** Start of Source text **
Show HN: Simple IT Asset Management - soho33
http://www.sohoassets.com/
======
Renaud
It's a nice and slick project but it is unfortunately not offering a lot of
value over, say, a google spreadsheet with a form data entry.

Each organisation have their own rules about the data they want to track, so
being able to customise the fields is a major requirement.

Also, you have to provide at least a way to generate asset tags/reference
following some customisable numbering rules.

Then there is the bigger issue that Asset management usually doesn't stand on
its own: it's usually tied up to financial reporting (what needs to be
replaced for the next budget, depreciation, etc), issue tracking (what went
wrong which each equipment), HR (to whom the equipment has been allocated to),
security (where is the equipment, is it patched and up-to-date, ...).

So Asset management tools end-up being part of a larger system, and they need
that flexibility. Being able to import/export data to CSV is nice, but if you
are left to do everything else in other tools, then you are not making it
worthwhile for someone to pay for what amounts to a flat list of items.

Data As iamdave pointed out, asset collection is also a major issue: most
Asset Management tools rely on some network discovery and/or collection
service that must be installed on each machine.
** End of Source text **
** Start of Record set **
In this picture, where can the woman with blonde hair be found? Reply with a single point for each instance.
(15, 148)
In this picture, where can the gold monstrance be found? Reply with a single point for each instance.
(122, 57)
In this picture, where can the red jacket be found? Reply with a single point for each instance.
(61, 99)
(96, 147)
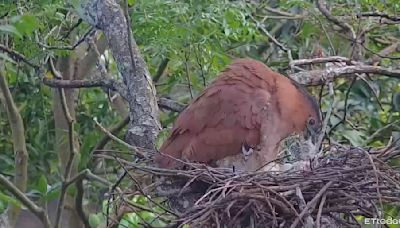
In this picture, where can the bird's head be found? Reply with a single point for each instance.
** End of Record set **
** Start of Record set **
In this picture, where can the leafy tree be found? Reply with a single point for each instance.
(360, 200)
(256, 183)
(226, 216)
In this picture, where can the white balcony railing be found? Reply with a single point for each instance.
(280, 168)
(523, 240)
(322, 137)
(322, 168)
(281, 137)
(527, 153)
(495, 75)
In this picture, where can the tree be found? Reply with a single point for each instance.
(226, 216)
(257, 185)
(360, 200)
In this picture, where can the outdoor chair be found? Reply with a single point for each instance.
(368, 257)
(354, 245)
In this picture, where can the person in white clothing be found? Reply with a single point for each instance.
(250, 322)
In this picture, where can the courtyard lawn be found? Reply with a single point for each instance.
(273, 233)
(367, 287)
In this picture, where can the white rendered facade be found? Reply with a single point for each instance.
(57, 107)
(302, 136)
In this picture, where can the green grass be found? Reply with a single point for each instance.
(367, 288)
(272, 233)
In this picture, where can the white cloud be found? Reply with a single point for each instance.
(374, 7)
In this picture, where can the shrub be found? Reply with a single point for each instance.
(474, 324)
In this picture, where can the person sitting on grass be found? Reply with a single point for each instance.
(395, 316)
** End of Record set **
** Start of Record set **
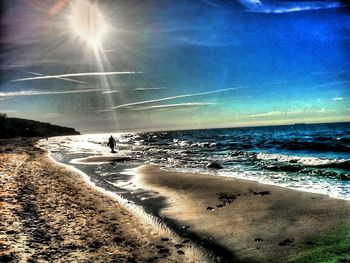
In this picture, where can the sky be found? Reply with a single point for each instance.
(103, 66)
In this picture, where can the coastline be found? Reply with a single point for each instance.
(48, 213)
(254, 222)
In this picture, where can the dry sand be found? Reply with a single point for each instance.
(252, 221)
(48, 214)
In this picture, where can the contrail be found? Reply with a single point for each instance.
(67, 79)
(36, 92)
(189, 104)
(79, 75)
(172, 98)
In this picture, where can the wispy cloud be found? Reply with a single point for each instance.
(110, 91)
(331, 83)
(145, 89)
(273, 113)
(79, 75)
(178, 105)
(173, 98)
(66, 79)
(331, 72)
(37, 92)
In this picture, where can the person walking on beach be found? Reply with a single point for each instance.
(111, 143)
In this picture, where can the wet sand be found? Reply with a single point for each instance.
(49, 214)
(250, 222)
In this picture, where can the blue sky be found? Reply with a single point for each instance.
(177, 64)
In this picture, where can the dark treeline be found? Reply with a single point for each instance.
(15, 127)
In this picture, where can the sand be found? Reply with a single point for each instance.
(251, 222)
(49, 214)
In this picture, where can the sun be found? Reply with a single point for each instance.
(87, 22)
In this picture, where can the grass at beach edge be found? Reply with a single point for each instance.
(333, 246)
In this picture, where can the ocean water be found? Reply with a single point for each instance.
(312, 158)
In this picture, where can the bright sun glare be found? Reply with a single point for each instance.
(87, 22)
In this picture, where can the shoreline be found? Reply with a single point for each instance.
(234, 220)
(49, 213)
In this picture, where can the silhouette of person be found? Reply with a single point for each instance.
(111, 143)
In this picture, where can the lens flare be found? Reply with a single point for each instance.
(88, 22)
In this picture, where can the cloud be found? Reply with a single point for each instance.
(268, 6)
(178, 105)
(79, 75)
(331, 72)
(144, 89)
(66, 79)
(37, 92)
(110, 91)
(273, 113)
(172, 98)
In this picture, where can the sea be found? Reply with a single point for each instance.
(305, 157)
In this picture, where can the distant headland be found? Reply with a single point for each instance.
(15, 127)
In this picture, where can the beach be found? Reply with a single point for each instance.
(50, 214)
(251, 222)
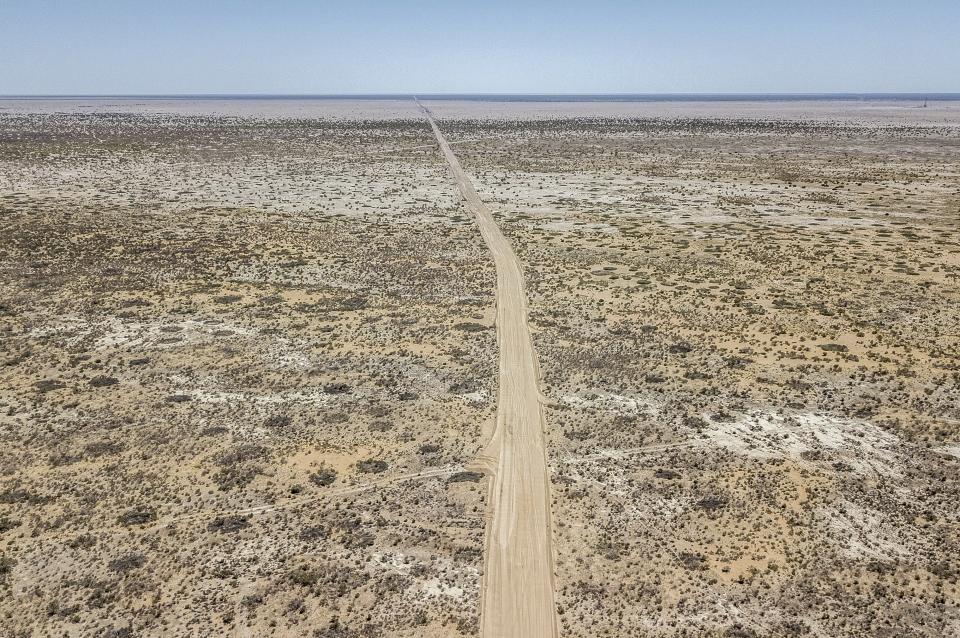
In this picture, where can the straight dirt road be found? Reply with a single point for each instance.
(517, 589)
** End of Record set **
> To do
(1) Answer these about the asset management thread:
(a) According to Renaud, what does the project unfortunately not offer much value over?
(b) For asset tags or references, what must the tool provide at a minimum?
(c) Who pointed out that asset collection is also a major issue?
(2) Can you rewrite the asset management thread from "Then there is" to "on each machine.", putting "JSON" in place of "CSV"?
(3) What comes next in the asset management thread? Write the text that follows its last sentence.

> Answers provided
(1)
(a) A google spreadsheet with a form data entry.
(b) A way to generate asset tags/references that follows some customisable numbering rules.
(c) iamdave.

(2)
Then there is the bigger issue that Asset management usually doesn't stand on
its own: it's usually tied up to financial reporting (what needs to be
replaced for the next budget, depreciation, etc), issue tracking (what went
wrong which each equipment), HR (to whom the equipment has been allocated to),
security (where is the equipment, is it patched and up-to-date, ...).

So Asset management tools end-up being part of a larger system, and they need
that flexibility. Being able to import/export data to JSON is nice, but if you
are left to do everything else in other tools, then you are not making it
worthwhile for someone to pay for what amounts to a flat list of items.

Data As iamdave pointed out, asset collection is also a major issue: most
Asset Management tools rely on some network discovery and/or collection
service that must be installed on each machine.

(3)
For instance, SpiceWorks[1] is free and it's a pretty good tool that does most
of what's required for a medium sized company. Then you have Open Source tools
like GPLi[2] and OCS[3] and others[4] that have been around for a while and
provide pretty good coverage of IT Admin needs in terms of Asset Management.

So while a good start, if you want people to pay for your service, you'll need
to provide something that is more accessible/more complete/better in some
metric than what is already available for free.

If I were you, I'd make everything free, then add advanced features that
people may want to pay, including custom development for enterprise customers
who always have special needs.

[1]:[http://www.spiceworks.com/](http://www.spiceworks.com/)

[2]:[http://www.glpi-project.org/](http://www.glpi-project.org/)

[3]:[http://www.ocsinventory-ng.org/](http://www.ocsinventory-ng.org/)

[4]:[http://www.open-source-
guide.com/en/Solutions/Infrastructure...](http://www.open-source-
guide.com/en/Solutions/Infrastructure/It-asset-and-inventory-management)

------
SEJeff
Try to compete with this if you want to be serious, Collins is fantastic
stuff:

[http://tumblr.github.io/collins/](http://tumblr.github.io/collins/)

Also does this integrate with any accounting software such as Great Plains?
Tamit is a several million piece of crap asset and po management system that
is not impossible to create a better version of. Look at both of these for
ideas on how to grow your product.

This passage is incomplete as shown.